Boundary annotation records

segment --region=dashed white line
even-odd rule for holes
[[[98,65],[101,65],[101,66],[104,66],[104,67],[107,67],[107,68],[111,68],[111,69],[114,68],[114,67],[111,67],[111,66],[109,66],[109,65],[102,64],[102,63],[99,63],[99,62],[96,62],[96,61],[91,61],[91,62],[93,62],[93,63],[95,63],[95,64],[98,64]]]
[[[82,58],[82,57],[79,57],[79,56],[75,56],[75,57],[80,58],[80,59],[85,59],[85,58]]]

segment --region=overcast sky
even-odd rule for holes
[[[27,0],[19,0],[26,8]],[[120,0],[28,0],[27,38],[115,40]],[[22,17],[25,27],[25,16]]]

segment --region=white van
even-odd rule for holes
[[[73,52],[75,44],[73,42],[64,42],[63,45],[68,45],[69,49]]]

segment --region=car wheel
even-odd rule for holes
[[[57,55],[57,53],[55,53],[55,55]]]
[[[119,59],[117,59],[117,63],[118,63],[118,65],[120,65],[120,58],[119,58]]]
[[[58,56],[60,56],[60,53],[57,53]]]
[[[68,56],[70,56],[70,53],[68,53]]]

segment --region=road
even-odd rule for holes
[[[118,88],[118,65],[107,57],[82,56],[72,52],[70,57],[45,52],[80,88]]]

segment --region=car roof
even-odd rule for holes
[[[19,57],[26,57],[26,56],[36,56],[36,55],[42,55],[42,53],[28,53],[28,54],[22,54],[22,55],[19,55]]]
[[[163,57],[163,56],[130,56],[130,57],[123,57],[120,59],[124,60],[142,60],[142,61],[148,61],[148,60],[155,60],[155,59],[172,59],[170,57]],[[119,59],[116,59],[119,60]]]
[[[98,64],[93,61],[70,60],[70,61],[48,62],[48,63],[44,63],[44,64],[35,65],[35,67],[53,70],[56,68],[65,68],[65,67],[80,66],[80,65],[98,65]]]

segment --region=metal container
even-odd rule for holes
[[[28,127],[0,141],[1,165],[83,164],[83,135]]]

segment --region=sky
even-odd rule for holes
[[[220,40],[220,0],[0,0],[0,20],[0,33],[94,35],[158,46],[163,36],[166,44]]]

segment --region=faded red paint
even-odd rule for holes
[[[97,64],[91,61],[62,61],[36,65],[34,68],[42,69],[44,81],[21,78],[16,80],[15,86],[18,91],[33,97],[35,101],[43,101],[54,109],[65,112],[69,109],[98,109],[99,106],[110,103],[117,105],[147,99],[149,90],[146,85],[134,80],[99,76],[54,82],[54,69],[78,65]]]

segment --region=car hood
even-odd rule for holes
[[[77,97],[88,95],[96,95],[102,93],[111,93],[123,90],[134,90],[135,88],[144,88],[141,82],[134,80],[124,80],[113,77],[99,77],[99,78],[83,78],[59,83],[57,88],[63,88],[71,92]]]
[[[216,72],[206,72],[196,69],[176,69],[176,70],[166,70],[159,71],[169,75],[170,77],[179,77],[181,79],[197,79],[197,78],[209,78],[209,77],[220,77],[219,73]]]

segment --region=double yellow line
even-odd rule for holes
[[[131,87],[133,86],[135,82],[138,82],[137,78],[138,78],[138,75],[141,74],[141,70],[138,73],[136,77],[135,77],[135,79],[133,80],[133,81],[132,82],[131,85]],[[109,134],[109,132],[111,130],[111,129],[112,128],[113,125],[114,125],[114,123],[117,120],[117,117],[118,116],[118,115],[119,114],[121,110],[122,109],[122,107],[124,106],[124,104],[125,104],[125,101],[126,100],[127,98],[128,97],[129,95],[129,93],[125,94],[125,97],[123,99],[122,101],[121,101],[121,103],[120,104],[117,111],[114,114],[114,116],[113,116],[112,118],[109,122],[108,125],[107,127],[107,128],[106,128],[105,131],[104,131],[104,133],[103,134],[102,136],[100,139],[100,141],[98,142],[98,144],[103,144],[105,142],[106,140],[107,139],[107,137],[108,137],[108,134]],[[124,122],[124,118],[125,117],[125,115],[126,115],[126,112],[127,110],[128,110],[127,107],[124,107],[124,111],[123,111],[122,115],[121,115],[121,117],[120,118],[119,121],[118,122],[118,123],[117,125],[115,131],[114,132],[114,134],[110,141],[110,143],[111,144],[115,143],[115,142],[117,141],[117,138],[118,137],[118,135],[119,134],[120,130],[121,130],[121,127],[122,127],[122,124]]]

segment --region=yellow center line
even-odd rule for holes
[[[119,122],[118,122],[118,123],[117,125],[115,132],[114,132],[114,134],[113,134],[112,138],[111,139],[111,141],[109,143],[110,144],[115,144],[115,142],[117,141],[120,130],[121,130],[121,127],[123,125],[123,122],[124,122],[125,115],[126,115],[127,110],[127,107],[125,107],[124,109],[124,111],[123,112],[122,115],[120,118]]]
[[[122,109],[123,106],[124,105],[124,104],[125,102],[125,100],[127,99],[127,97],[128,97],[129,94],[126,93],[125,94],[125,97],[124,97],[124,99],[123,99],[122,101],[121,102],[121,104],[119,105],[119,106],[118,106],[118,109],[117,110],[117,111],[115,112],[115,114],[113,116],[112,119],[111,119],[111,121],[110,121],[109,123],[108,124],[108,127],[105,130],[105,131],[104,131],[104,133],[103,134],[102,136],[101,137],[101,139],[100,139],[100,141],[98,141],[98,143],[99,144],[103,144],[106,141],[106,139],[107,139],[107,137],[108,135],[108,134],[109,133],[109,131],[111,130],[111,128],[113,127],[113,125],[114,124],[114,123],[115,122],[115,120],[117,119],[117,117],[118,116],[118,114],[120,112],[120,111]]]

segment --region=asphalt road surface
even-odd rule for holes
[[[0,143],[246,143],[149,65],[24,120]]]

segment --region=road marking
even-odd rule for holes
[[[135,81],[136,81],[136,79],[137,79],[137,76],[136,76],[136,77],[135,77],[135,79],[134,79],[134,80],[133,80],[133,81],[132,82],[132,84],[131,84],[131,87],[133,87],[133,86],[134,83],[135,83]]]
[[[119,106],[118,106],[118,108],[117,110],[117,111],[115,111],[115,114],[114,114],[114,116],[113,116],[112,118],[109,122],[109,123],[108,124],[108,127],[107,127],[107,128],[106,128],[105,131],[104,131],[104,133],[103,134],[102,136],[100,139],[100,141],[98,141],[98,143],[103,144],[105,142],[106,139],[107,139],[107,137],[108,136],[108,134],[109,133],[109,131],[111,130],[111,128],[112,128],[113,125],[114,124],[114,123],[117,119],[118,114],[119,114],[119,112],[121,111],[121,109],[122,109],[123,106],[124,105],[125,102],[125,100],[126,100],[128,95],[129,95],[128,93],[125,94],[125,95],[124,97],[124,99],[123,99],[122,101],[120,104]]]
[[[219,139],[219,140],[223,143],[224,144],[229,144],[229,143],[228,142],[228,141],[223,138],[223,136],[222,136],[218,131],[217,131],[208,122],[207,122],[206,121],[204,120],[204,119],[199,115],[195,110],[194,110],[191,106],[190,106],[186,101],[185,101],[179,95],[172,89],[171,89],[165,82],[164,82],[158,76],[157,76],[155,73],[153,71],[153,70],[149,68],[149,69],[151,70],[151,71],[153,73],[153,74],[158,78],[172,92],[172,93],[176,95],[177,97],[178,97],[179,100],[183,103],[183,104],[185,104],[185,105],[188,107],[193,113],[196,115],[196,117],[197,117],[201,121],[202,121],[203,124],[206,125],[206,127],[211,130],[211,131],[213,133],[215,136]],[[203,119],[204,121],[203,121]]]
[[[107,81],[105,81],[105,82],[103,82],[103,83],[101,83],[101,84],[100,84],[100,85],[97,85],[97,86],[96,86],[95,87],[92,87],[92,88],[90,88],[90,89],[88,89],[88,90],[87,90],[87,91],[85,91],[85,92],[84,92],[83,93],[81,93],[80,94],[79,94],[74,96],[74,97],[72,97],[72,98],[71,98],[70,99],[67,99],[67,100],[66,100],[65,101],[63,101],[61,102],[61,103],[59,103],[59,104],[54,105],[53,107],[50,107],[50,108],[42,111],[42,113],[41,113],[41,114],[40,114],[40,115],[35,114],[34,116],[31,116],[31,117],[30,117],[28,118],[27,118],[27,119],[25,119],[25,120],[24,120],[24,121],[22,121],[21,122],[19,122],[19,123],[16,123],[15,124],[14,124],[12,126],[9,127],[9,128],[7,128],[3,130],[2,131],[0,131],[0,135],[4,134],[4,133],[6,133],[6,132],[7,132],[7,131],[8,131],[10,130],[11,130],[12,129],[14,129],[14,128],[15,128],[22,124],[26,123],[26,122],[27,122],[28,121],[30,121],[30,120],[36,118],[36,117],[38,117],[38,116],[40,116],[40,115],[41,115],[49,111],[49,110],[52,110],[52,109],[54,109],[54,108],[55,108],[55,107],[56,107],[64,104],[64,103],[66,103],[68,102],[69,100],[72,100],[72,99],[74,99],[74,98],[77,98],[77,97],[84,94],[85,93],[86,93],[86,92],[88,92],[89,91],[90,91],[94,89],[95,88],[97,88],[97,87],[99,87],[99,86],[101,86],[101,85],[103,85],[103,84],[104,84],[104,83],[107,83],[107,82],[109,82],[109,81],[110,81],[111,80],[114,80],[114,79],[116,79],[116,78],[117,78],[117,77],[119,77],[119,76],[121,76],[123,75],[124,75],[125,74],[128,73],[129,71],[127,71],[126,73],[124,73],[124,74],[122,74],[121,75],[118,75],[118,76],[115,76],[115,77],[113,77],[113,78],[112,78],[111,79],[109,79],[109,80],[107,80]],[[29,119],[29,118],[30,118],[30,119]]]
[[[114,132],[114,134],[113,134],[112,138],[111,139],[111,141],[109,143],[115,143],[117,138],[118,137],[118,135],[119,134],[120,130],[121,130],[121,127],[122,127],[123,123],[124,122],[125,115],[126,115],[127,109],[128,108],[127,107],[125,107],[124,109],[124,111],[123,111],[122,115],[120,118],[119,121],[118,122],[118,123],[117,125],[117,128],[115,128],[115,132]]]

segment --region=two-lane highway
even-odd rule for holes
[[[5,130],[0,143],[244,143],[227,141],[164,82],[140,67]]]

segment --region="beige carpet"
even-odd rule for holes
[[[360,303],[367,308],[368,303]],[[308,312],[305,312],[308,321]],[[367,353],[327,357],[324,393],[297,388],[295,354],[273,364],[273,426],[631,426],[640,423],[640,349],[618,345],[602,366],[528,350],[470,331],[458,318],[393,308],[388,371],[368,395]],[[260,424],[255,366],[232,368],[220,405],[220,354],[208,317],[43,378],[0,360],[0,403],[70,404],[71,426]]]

Work to be completed: Keep only the lines from the one containing "segment --region=two-lane highway" to the end of the entries, and repeat them exactly.

Finished task:
segment --region=two-lane highway
even-odd rule for holes
[[[5,130],[0,143],[244,143],[227,141],[164,82],[140,67]]]

segment --region="beige carpet"
even-odd rule for holes
[[[360,303],[367,308],[368,303]],[[308,312],[305,312],[308,321]],[[367,353],[327,357],[324,393],[297,388],[295,354],[273,364],[273,426],[631,426],[640,423],[640,349],[618,345],[602,366],[528,350],[470,331],[458,318],[393,308],[388,371],[368,395]],[[260,424],[255,366],[232,368],[220,405],[220,354],[208,317],[43,378],[0,360],[0,403],[70,404],[71,426]]]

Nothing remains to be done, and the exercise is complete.